Among the lines below, how many have the string "weathered" in them? Only the number is wanted.

Top of Given records

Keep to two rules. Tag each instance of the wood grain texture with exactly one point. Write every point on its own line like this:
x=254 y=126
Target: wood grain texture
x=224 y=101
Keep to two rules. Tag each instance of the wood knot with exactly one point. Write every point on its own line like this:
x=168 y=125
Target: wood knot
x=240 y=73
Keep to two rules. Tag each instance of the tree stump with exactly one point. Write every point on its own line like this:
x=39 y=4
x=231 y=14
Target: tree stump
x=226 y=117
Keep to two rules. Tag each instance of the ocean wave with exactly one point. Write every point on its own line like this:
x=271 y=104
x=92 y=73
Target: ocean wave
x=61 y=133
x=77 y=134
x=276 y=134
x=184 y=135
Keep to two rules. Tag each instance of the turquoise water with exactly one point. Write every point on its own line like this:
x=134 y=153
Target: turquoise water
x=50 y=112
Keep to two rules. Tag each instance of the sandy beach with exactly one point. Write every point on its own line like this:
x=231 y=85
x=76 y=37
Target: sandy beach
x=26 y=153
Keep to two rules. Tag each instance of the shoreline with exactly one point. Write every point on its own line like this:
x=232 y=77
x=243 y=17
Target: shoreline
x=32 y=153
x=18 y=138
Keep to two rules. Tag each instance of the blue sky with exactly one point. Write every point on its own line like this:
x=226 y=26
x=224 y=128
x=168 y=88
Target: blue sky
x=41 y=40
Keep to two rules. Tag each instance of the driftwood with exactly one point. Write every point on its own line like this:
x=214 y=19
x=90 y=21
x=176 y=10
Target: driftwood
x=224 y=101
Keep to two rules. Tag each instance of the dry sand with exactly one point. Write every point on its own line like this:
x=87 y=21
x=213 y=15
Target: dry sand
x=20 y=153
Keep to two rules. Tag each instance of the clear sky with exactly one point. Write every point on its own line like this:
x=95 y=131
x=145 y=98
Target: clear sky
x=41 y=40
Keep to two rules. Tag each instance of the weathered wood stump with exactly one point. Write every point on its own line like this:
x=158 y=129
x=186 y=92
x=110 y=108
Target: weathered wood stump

Bottom of Given records

Answer to this problem: 2